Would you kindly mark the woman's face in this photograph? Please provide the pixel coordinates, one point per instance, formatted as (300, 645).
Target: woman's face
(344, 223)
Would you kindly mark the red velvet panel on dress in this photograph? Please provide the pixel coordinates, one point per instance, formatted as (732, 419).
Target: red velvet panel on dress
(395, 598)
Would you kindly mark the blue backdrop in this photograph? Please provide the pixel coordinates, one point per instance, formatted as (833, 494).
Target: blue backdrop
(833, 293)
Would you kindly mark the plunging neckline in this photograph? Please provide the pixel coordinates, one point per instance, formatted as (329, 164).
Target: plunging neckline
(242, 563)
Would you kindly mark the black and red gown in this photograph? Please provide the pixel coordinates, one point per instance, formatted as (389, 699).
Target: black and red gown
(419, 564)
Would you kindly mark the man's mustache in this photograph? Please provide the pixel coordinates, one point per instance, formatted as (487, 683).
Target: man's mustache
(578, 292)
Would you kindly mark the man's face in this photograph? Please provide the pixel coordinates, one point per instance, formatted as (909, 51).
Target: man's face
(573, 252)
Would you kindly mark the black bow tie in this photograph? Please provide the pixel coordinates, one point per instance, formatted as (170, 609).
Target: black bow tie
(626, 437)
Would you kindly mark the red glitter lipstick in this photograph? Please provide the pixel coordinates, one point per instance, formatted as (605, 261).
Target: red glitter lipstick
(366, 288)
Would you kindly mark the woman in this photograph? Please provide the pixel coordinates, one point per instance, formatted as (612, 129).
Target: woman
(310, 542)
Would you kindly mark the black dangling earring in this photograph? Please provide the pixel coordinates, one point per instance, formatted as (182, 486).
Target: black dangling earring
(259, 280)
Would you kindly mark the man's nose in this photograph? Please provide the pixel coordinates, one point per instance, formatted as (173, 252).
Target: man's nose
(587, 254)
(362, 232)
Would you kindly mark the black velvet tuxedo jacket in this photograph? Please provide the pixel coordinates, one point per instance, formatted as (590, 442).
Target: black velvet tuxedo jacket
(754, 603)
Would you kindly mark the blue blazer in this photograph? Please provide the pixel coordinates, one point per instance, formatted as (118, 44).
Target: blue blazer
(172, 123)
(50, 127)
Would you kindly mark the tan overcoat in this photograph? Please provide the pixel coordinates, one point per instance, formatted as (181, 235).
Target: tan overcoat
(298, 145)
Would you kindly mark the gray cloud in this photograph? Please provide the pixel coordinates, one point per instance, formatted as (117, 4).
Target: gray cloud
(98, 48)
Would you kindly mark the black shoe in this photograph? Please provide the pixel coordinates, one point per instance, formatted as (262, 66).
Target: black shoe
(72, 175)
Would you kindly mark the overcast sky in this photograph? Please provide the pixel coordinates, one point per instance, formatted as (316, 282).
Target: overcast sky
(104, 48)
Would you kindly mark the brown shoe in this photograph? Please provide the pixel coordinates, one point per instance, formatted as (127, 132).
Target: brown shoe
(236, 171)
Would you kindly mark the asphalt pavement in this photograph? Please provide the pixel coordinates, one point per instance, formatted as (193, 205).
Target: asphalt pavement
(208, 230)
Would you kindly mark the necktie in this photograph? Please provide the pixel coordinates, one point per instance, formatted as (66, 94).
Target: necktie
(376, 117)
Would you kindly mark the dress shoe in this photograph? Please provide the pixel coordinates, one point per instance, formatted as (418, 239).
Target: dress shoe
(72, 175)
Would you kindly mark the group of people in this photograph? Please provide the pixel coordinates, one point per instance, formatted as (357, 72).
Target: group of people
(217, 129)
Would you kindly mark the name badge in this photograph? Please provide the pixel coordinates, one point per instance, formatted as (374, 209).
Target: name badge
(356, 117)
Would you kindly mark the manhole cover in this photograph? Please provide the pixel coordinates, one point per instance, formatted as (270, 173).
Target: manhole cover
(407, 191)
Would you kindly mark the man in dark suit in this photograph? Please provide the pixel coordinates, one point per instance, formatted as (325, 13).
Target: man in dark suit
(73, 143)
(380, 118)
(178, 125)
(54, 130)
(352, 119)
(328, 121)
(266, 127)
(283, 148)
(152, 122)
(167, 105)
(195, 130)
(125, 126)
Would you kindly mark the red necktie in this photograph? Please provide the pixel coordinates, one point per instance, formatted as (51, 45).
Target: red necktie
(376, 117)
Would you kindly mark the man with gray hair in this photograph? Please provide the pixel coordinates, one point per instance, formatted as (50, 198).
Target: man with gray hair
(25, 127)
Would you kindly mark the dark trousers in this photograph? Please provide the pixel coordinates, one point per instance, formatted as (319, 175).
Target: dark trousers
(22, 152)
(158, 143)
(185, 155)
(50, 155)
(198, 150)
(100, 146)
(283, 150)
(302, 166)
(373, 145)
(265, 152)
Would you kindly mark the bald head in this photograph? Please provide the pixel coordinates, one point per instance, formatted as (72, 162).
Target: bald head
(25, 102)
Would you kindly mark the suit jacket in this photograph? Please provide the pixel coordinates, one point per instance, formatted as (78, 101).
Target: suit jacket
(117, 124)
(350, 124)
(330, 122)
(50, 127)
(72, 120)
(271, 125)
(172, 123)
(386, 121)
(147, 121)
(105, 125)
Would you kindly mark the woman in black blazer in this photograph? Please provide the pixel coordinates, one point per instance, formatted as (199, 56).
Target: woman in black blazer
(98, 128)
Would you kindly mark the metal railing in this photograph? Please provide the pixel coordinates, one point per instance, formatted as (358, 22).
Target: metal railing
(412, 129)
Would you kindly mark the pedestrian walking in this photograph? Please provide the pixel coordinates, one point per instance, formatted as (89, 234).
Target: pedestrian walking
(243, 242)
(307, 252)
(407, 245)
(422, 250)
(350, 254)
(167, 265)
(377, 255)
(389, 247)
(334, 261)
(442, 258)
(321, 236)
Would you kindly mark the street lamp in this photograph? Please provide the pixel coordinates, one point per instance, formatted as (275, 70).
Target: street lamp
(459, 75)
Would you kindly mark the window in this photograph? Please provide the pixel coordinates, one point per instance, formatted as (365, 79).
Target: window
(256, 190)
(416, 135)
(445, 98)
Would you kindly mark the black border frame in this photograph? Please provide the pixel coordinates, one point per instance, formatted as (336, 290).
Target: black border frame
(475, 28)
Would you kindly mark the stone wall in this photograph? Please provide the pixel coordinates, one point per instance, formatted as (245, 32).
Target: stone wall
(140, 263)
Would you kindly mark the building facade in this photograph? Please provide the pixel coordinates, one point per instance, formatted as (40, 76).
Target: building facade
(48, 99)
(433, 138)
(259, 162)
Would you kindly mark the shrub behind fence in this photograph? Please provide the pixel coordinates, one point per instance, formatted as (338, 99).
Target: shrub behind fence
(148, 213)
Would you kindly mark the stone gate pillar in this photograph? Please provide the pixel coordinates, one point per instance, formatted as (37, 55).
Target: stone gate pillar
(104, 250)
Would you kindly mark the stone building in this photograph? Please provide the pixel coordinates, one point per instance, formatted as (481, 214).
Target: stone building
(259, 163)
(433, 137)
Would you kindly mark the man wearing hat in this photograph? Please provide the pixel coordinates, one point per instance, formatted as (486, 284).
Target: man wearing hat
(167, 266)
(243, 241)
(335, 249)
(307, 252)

== Work instruction ==
Exactly as they stand, write out all of the entries.

== Exercise response ==
Would you kindly mark the woman's face in this photograph? Please provide the pixel coordinates, one point per instance, formatted as (300, 645).
Target: woman's face
(344, 223)
Would you kindly mark the red velvet panel on dress in this photograph? Please provide the pixel coordinates, one point per instance, formatted as (732, 419).
Target: red velvet panel on dress
(395, 598)
Would you kindly mark the blue backdrop in this photograph? Please provide the pixel coordinates, one point per instance, formatted as (833, 494).
Target: blue backdrop
(833, 293)
Would you kindly mark the plunging neckline in this photograph? Please provide the pixel coordinates, one point per instance, formatted as (329, 164).
Target: plunging neckline
(242, 563)
Would you kindly mark the black and red gown in this photograph? Please provide the pixel coordinates, one point per instance, formatted as (389, 699).
Target: black and red gown
(419, 564)
Would you kindly mark the man's mustache in this photograph? Please provide the pixel coordinates, one point per instance, formatted as (487, 683).
Target: man's mustache
(578, 292)
Would you kindly mark the man's face in this photograph? Please provide the pixel coordinates, one point per instance, formatted as (909, 51).
Target: man's face
(573, 252)
Would you kindly mark the black bow tie in this photograph? Please provide the pixel coordinates, one point per instance, formatted as (170, 609).
Target: black bow tie
(626, 437)
Would you kindly mark the red glitter lipstick in this photograph? Please provide the pixel coordinates, one point per instance, formatted as (605, 261).
Target: red glitter lipstick
(366, 288)
Would you kindly mark the woman in this photograph? Please provide the pixel coordinates, one point per instance, formatted as (612, 129).
Target: woman
(310, 542)
Would you kindly mark the black dangling earring in this photograph? Please provide the pixel coordinates, one point per instance, formatted as (182, 486).
Target: black dangling earring
(259, 280)
Would you kindly mark the man's nose in this photograph? Please provide the pixel coordinates, one point per instance, formatted as (173, 252).
Target: man's nose
(587, 254)
(362, 232)
Would you kindly mark the black velvet tuxedo jacket in this photograph? Please provide the pixel coordinates, one point per instance, formatted as (590, 442).
Target: black velvet tuxedo jacket
(754, 603)
Would you kindly mark the blue blazer in this photograph? Please provide the pixel coordinates, one point per instance, formatted as (118, 44).
Target: blue blazer
(172, 123)
(50, 127)
Would you kindly mark the tan overcoat in this photograph? Please provide the pixel coordinates, one point per instance, formatted as (181, 235).
Target: tan overcoat
(298, 145)
Would you kindly mark the gray cloud in this photograph? Please provide the pixel coordinates, one point per instance, formatted as (117, 4).
Target: gray cloud
(98, 48)
Would you kindly mark the black shoe in this photograph? Please provide the pixel coordinates, one point per instance, formatted as (262, 66).
Target: black shoe
(72, 175)
Would you kindly mark the overcast sky in this photograph? Please provide the pixel coordinates, one point per instance, formatted as (316, 282).
Target: overcast sky
(104, 48)
Would you kindly mark the brown shoe in this photograph? Please provide the pixel coordinates, one point per instance, formatted as (127, 132).
Target: brown shoe
(236, 171)
Would you kindly mark the asphalt pavement in this photograph? Please provide the pixel coordinates, one point per instance, formatted as (193, 205).
Target: asphalt pavement
(208, 230)
Would you kindly mark the necktie in this photograph? Please provide the pixel coordinates, one point per instance, formatted as (66, 94).
Target: necktie
(376, 117)
Would you kindly mark the dress shoe in this photograph? Please provide the pixel coordinates, one point per instance, formatted as (418, 239).
Target: dress shoe
(72, 175)
Would you kindly mark the group of people in this photograph? Please provide the pixel coordinates, one point per instance, formatted as (357, 72).
Target: group of people
(217, 129)
Would you kindly mark the name badge in this photograph? Please provide the pixel coordinates, one point per instance, formatted as (374, 209).
Target: name badge
(356, 117)
Would you kindly mark the manhole cover in this photograph? Please provide the pixel coordinates, one point per instance, formatted as (270, 173).
Target: manhole cover
(407, 191)
Would you kindly mark the man in dark suit in this photograph? Please provide the pixel coordinates, one point per instance, formatted as (325, 13).
Target: man in dark suit
(73, 143)
(380, 118)
(178, 125)
(54, 130)
(352, 119)
(328, 121)
(266, 127)
(283, 148)
(152, 122)
(167, 105)
(195, 130)
(125, 126)
Would you kindly mark the red necktie in this photograph? Please provide the pixel coordinates, one point per instance, formatted as (51, 45).
Target: red necktie
(376, 117)
Would you kindly mark the man with gray hair in this photograph? Please provide the pixel coordinates, one point per instance, formatted as (50, 198).
Target: man with gray hair
(25, 127)
Would you kindly mark the dark trousers in this photograph? Please provide the pixel coordinates, one point per instance, formatted as (319, 175).
Target: dark trousers
(22, 152)
(158, 143)
(185, 155)
(50, 155)
(198, 150)
(100, 146)
(283, 150)
(302, 166)
(373, 145)
(265, 152)
Would you kindly mark the bald head in this photograph? Please provide the pixel coordinates, one point per instance, formatted as (72, 162).
Target: bald head
(25, 102)
Would you kindly mark the suit jacket in this photograph? Please provide the pixel coordinates, one point per instance, formatted as (78, 101).
Target: suit jacket
(117, 124)
(350, 124)
(330, 122)
(50, 127)
(72, 120)
(271, 125)
(172, 123)
(386, 121)
(147, 121)
(105, 125)
Would you kindly mark the woman in black blazer in this photograph? Please provide the pixel coordinates, one point per instance, formatted as (199, 56).
Target: woman in black blazer
(98, 128)
Would you kindly mark the metal railing in this photograph? Please provide the pixel coordinates, one point per instance, formatted as (358, 22).
Target: metal railing
(412, 129)
Would you kindly mark the pedestrian walking in this photograph? Please provide the pixel coordinates, one point per instance, formatted as (89, 234).
Target: pedestrian walking
(243, 242)
(307, 252)
(407, 245)
(422, 250)
(350, 254)
(167, 265)
(377, 255)
(389, 247)
(334, 261)
(442, 258)
(321, 236)
Would you kindly mark the street lamp in this photograph? Please provide the pixel coordinates, one point per instance, formatted as (275, 70).
Target: street lamp
(459, 75)
Would you kindly mark the window in this photograph? Please provide the pixel coordinates, one point per instance, formatted as (365, 79).
Target: window
(256, 190)
(416, 135)
(445, 98)
Would you kindly mark the black border frame in this photograph? Please provide the pixel coordinates, one point per instance, formatted as (336, 290).
Target: black border frame
(475, 28)
Would you kindly mark the stone wall in this photograph? Please provide the pixel coordinates, one point per instance, formatted as (245, 32).
Target: stone wall
(140, 263)
Would you kindly mark the building facade in this photograph? Please provide the pixel coordinates, one point per instance, formatted as (40, 76).
Target: building facade
(48, 99)
(433, 138)
(259, 162)
Would you kindly mark the shrub behind fence in this photograph? Please provide the pixel coordinates, one point per instance, formatted as (338, 99).
Target: shrub behind fence
(148, 213)
Would you kindly mark the stone gate pillar in this photograph? Please provide the pixel coordinates, one point per instance, formatted as (37, 55).
Target: stone gate pillar
(104, 250)
Would you kindly mark the stone building in this photograph? Please provide the pixel coordinates, one point per instance, formatted as (481, 214).
Target: stone building
(259, 163)
(433, 137)
Would you kindly mark the man wearing hat in this photograph? Please provide the pixel coordinates, one point per instance, formatted as (486, 284).
Target: man wearing hat
(167, 266)
(243, 241)
(335, 249)
(307, 252)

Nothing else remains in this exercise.